**Short exercise**
Render the lines of the items below, from the line containing "Spot the yellow" up to and including the line containing "[[582, 227]]", as a Markdown table with the columns Row and Line. Number each row and omit blank lines.

(Position annotation items)
::::::
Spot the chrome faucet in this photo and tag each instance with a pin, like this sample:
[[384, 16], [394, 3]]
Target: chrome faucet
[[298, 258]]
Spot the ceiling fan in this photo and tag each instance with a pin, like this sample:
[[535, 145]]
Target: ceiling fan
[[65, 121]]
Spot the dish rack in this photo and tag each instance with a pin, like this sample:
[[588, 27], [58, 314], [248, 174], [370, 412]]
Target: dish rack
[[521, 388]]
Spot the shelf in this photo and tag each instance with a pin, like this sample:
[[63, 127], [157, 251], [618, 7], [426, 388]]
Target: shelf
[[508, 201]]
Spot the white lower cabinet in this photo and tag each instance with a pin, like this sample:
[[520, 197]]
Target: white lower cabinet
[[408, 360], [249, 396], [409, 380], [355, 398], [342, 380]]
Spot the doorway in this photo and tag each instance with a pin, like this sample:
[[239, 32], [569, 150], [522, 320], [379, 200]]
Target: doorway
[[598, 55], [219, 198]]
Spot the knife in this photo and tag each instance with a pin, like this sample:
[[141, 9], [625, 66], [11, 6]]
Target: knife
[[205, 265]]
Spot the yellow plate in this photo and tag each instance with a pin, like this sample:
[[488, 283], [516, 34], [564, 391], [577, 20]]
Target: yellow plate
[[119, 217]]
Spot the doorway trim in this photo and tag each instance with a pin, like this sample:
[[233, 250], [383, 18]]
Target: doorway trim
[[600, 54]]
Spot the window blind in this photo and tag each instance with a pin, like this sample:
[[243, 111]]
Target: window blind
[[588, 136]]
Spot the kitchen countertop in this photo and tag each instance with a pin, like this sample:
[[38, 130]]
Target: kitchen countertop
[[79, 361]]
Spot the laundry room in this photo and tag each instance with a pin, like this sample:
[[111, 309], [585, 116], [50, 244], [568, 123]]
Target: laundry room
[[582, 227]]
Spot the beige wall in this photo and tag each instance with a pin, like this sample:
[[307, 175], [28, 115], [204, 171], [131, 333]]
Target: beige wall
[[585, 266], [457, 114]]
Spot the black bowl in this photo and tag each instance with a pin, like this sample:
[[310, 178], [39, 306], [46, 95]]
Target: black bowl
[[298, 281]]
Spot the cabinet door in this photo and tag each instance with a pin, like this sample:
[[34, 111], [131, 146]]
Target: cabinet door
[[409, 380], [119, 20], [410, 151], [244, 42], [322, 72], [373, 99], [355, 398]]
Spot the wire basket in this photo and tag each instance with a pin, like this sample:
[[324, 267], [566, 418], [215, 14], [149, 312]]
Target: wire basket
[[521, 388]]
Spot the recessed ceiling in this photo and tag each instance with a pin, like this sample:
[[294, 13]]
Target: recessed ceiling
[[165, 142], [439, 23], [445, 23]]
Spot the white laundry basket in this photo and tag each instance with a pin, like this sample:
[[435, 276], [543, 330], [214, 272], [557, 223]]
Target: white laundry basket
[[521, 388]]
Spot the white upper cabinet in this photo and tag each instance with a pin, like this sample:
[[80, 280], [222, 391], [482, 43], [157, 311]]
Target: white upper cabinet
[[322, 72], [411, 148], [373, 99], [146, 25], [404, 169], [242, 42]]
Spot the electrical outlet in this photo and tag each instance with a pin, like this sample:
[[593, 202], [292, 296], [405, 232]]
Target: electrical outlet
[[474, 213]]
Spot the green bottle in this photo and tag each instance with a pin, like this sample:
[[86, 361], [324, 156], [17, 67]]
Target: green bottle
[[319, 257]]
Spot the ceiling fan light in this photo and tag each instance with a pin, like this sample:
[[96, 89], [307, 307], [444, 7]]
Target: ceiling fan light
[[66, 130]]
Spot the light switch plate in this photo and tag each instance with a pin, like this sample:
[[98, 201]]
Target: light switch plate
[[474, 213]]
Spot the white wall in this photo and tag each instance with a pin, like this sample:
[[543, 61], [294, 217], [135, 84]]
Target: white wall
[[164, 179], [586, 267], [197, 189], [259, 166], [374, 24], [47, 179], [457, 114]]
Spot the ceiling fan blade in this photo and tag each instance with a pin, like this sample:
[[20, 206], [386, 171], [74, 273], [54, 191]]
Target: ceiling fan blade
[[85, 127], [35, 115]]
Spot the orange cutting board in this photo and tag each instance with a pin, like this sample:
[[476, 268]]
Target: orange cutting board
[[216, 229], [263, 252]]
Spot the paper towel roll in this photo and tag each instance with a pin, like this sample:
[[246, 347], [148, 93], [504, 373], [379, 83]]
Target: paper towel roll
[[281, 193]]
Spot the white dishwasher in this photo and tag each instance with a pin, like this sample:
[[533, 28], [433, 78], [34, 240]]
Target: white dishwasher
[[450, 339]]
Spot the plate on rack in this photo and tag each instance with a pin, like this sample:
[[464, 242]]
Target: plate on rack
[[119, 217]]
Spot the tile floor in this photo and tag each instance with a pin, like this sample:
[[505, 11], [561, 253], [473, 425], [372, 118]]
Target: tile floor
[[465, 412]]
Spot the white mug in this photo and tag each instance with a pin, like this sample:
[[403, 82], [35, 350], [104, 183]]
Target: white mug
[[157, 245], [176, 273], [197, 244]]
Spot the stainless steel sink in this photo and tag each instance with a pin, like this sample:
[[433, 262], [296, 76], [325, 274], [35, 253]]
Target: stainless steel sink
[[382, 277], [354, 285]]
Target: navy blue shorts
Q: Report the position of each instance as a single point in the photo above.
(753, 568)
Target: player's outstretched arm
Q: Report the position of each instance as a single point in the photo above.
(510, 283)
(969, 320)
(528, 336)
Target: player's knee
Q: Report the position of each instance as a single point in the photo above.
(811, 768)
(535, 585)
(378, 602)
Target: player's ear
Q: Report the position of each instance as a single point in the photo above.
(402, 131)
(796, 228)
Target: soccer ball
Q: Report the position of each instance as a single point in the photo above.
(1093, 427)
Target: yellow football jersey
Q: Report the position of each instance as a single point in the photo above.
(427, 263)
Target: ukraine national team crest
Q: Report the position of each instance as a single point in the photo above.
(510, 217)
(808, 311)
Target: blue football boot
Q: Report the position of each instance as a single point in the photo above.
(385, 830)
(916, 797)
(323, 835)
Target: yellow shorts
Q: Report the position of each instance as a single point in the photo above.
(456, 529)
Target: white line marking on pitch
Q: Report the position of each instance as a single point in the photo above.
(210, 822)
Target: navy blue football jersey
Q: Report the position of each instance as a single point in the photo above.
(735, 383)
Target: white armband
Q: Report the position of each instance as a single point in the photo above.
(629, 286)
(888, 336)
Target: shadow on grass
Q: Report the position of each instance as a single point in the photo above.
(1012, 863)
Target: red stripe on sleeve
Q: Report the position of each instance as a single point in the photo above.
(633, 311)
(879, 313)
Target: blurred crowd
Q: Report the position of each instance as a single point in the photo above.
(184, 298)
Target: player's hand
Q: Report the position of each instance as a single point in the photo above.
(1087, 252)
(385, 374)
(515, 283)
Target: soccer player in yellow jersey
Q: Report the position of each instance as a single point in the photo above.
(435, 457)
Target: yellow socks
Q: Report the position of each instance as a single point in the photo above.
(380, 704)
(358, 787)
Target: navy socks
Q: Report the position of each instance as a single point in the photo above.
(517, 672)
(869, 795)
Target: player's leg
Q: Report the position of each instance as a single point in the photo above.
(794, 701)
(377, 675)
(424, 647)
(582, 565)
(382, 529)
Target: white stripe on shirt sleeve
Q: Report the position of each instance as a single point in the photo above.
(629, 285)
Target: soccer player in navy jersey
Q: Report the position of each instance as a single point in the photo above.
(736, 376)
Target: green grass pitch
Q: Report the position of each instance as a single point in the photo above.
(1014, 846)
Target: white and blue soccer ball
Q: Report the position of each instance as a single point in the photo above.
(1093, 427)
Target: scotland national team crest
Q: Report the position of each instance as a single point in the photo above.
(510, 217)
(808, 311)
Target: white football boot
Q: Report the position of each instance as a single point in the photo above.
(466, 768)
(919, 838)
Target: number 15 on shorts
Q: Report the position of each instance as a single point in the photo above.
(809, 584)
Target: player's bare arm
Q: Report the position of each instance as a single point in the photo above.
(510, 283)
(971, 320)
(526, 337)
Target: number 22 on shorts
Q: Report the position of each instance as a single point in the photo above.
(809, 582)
::::::
**Problem solution**
| Row | Line |
|---|---|
| 1 | Spot the yellow plate in this photo and tag each instance with a pin, like this sample: |
| 2 | [[488, 283], [516, 34], [564, 391], [577, 20]] |
| 3 | Target: yellow plate |
| 4 | [[119, 217]] |
| 5 | Spot the doorway trim in this photo and tag each instance with a pin, like this sample: |
| 6 | [[233, 250], [383, 18]] |
| 7 | Target: doorway trim |
| 8 | [[600, 54]] |
| 9 | Spot the window blind in this photo and tag each instance with a pin, like this sample: |
| 10 | [[243, 111]] |
| 11 | Target: window blind |
| 12 | [[588, 136]] |
| 13 | Spot the kitchen countertop in this photo and tag each instance with a pin, like this sample: |
| 14 | [[38, 130]] |
| 15 | Target: kitchen countertop |
| 16 | [[79, 361]] |
| 17 | Spot the laundry room in this photo and tag each instance with a pin, like this sample: |
| 18 | [[111, 309], [585, 116], [50, 244], [568, 123]] |
| 19 | Target: laundry room |
| 20 | [[582, 227]] |